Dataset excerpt
<<<<

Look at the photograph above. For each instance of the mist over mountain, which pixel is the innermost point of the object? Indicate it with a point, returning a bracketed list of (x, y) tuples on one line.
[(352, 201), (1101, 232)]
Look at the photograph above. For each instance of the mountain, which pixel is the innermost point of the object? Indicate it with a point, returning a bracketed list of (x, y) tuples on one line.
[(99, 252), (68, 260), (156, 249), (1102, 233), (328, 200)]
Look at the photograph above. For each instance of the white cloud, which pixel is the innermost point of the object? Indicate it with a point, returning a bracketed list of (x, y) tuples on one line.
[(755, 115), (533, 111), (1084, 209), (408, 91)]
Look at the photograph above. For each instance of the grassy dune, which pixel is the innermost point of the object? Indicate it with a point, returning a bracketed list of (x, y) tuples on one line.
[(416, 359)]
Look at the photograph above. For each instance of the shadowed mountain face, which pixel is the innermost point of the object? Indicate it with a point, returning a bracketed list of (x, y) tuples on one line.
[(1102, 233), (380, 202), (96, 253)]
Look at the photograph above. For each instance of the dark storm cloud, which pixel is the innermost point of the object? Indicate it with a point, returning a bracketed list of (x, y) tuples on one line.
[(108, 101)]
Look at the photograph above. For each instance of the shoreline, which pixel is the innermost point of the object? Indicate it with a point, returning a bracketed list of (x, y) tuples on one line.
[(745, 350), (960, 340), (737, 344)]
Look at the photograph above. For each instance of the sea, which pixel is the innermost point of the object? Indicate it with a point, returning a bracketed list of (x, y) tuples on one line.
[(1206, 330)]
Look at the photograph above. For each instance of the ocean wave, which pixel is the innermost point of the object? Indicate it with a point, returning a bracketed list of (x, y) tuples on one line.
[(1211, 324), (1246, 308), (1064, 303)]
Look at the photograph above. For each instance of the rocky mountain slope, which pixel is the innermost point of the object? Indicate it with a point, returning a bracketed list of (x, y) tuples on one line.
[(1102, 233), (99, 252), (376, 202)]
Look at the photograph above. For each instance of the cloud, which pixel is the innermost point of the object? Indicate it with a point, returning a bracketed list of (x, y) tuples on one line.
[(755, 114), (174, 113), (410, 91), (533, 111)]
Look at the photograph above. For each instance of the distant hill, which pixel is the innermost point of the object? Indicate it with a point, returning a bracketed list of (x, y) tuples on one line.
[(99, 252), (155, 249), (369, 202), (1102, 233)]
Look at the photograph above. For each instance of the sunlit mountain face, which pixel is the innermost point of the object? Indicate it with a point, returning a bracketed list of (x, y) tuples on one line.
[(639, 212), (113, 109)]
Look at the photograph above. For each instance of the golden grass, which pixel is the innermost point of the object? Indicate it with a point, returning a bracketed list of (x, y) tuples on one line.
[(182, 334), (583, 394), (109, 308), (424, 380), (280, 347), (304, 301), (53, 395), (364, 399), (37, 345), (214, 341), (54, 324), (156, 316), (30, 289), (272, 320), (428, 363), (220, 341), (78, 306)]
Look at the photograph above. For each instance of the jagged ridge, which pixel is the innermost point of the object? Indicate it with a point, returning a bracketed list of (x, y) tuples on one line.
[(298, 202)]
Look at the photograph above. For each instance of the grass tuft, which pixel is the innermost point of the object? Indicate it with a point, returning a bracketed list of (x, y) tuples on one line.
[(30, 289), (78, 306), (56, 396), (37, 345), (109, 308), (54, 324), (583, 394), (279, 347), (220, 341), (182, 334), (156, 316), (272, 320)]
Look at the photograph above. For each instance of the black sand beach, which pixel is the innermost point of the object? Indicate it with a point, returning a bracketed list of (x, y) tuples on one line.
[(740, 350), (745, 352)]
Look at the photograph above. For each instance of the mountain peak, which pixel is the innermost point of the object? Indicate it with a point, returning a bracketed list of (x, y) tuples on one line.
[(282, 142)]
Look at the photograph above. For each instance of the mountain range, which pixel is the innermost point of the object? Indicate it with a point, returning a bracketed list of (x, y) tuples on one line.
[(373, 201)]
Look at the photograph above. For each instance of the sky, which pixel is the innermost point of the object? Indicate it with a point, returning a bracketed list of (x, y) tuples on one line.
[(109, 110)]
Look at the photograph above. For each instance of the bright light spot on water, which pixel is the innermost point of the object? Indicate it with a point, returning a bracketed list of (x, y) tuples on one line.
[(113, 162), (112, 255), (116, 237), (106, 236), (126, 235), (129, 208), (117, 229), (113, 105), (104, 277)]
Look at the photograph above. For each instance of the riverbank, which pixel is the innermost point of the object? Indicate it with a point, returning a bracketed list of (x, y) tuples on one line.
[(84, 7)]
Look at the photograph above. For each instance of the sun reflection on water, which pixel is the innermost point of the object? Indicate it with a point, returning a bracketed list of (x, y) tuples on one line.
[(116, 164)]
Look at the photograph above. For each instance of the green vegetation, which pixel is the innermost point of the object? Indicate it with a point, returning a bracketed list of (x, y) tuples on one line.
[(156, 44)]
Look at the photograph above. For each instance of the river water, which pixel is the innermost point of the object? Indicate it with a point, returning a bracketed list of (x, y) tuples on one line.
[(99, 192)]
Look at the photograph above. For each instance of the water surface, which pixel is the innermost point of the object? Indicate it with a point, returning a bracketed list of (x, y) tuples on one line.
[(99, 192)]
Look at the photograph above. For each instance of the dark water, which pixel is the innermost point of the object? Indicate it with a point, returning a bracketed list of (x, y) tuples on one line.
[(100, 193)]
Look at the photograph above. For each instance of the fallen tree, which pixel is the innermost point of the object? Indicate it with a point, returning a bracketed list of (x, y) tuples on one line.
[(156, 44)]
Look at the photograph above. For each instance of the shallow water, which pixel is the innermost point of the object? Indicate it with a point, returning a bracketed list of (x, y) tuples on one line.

>>>>
<<<<

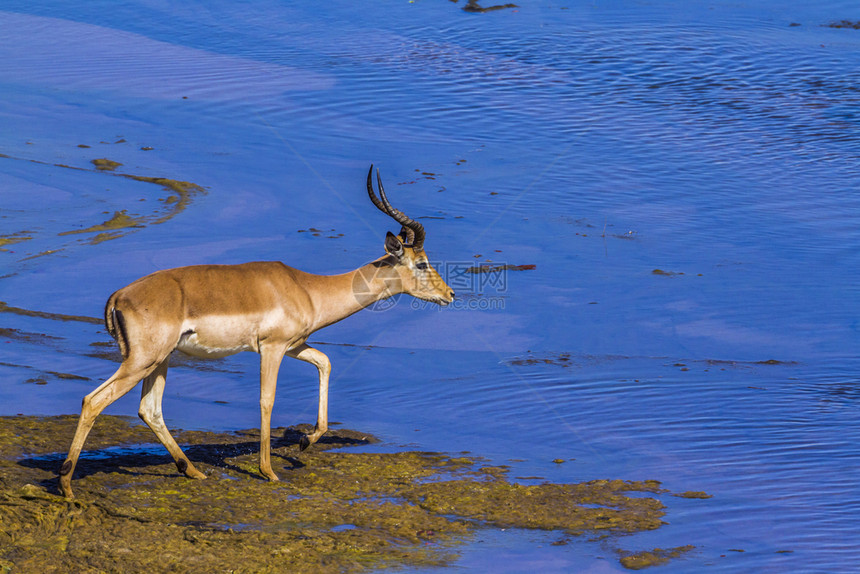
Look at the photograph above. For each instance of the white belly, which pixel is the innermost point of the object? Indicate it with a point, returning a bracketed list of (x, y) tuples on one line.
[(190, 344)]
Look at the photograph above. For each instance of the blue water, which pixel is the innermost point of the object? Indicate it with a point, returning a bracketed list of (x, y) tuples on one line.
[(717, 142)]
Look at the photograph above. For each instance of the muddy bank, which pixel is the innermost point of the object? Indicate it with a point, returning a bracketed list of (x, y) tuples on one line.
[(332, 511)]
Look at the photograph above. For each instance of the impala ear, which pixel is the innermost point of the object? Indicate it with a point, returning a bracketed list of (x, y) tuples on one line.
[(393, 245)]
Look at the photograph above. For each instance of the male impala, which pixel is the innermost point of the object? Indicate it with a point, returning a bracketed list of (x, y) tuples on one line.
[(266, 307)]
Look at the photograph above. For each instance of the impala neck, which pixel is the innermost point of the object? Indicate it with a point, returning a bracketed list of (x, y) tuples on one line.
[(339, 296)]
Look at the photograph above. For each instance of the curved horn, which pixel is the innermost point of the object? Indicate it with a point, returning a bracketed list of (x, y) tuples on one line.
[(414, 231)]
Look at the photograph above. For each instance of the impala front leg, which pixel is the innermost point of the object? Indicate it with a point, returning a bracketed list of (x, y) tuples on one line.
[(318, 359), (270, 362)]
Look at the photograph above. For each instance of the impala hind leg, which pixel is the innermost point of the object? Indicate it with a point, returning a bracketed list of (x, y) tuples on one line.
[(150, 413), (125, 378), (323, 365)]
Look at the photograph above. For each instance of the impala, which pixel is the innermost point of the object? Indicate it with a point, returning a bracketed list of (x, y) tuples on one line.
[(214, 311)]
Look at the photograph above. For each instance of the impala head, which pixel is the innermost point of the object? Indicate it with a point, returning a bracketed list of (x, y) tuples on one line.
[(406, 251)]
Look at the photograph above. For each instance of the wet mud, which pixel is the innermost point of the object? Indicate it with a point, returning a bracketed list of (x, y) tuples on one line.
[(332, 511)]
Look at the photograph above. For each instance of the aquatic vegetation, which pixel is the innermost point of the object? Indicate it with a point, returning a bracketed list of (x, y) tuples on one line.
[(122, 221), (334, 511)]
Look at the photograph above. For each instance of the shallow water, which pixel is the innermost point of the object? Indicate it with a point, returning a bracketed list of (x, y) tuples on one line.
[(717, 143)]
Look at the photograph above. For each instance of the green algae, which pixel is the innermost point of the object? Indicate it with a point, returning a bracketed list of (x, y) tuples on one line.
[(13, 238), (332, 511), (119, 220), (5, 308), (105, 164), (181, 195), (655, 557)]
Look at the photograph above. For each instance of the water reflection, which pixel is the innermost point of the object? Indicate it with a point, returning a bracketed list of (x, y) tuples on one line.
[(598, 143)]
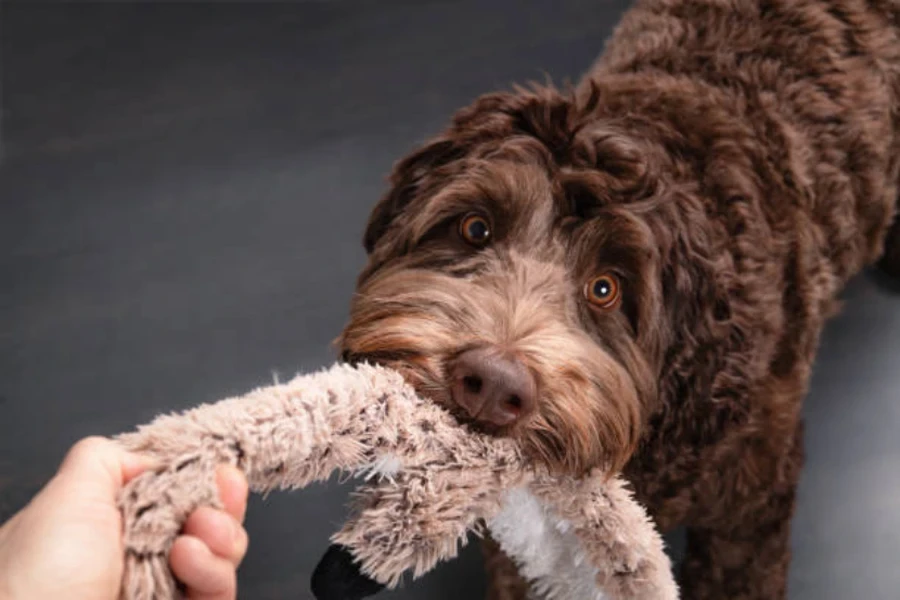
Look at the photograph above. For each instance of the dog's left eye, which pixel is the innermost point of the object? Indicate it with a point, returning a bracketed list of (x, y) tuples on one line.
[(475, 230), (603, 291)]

>>>>
<<<<

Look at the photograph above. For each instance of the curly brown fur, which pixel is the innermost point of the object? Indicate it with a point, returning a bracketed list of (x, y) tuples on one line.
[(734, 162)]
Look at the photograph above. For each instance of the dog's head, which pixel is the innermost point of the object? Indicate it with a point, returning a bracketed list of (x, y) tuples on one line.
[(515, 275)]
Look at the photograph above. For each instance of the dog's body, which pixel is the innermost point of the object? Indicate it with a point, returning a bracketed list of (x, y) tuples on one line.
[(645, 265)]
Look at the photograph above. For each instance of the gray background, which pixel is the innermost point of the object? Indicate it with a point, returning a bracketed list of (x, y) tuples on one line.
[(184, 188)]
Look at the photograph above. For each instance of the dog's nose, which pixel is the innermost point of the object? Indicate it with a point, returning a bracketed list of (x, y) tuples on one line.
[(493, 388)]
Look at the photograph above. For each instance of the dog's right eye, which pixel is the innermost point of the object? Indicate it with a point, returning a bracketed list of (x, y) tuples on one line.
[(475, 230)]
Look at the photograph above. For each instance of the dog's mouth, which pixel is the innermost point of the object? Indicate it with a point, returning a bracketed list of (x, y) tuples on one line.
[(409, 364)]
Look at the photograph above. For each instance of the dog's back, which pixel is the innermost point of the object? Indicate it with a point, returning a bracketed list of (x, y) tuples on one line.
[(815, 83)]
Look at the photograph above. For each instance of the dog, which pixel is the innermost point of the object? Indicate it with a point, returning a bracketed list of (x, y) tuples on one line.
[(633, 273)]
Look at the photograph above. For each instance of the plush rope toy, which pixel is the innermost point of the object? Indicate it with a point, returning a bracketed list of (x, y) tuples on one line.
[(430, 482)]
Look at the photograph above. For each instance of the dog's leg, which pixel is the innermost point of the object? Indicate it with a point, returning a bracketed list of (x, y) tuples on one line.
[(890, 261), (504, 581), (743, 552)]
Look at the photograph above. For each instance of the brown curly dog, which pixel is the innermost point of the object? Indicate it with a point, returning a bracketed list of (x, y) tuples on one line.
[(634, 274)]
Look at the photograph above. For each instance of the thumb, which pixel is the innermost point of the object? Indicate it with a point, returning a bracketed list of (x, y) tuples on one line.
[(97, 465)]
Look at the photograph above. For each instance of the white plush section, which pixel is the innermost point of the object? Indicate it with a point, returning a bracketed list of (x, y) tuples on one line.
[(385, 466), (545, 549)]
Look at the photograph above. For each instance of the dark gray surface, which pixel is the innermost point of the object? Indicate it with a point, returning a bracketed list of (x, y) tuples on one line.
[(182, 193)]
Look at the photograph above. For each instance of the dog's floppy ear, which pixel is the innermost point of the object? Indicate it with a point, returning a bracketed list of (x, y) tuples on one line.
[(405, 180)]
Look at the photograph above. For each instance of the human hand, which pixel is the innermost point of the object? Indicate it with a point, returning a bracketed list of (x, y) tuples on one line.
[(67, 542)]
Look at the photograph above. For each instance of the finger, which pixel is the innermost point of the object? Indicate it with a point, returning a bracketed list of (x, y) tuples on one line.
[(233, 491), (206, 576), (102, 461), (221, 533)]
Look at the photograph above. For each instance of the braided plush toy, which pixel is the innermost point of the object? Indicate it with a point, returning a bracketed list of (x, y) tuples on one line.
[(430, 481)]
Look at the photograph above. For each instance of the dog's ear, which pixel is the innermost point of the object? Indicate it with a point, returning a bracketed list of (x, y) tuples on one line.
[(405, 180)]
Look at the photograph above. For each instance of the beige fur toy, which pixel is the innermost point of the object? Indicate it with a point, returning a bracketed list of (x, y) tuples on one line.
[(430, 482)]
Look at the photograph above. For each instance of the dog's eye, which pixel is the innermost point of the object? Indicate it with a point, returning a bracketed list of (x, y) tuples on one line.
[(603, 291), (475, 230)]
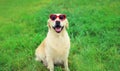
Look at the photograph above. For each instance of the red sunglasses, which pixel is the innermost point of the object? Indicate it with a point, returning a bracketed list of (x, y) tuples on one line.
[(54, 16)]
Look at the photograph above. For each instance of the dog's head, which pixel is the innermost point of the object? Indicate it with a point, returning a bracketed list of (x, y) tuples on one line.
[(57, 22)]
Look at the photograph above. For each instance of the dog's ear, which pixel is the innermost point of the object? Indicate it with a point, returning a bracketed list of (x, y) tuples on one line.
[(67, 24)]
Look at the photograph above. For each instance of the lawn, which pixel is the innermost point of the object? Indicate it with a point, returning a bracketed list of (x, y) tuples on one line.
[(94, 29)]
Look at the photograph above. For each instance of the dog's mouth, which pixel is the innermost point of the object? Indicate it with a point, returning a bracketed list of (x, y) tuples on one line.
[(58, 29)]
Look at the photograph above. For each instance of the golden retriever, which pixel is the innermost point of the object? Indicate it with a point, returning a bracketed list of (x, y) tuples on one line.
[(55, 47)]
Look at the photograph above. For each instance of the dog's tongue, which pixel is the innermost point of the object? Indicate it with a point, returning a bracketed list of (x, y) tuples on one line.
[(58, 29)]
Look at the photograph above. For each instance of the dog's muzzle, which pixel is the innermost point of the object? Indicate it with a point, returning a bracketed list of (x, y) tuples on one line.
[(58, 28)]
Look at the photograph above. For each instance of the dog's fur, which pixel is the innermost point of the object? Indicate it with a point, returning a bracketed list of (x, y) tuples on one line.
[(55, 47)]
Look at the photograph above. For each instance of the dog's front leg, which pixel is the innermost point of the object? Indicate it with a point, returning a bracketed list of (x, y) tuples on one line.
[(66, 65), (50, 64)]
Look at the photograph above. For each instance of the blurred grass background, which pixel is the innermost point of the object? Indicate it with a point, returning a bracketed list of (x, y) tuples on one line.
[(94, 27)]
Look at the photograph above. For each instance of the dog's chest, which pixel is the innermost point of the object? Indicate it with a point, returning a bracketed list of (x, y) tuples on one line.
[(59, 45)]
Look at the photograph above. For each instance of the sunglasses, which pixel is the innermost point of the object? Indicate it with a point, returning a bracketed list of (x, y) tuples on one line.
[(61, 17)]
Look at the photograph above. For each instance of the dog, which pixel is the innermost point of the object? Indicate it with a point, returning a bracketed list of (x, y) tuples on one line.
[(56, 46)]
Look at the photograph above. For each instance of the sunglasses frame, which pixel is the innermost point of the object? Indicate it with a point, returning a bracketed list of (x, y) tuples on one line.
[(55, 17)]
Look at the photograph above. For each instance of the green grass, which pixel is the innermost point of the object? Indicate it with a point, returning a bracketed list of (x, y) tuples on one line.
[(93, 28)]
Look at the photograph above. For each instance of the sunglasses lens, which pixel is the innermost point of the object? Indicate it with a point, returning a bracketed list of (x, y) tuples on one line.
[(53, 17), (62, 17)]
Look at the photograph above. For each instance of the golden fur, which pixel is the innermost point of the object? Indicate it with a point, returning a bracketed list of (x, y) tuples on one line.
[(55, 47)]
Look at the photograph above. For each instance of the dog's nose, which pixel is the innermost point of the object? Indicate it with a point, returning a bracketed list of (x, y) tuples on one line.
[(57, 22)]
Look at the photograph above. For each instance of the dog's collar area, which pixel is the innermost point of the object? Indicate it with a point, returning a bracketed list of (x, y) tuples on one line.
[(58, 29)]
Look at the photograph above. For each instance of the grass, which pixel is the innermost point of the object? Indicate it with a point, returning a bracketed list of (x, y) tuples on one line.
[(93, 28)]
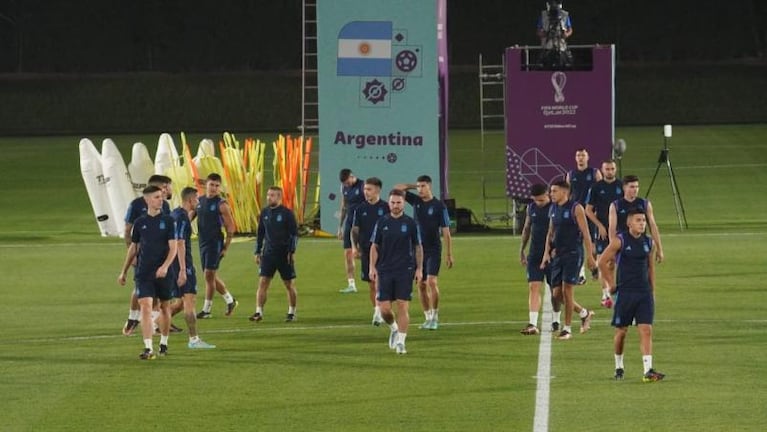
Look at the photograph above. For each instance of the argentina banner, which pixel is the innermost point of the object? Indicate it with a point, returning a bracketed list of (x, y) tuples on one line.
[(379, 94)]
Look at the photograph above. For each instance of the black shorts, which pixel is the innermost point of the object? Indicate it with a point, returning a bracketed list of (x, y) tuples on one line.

>>>>

WHAT YOU ARE ASKED TO DO:
Collect every line of the excerpt above that contains the word "background", and reproduce each such line in full. The match is case-sensitive.

THE SOLUTION:
Look at the photograph above. For each instance of the gray background, which pixel is the innermost point of the object? Indicate it with a point, returning a bracketed list of (x, y) tuples on one line.
Look at the photograph above. For each instance of the blurred grass background, which pixel is the innermost point of the object? Indicate it with a point, returning a bracketed list of (x, y) tuples on one line.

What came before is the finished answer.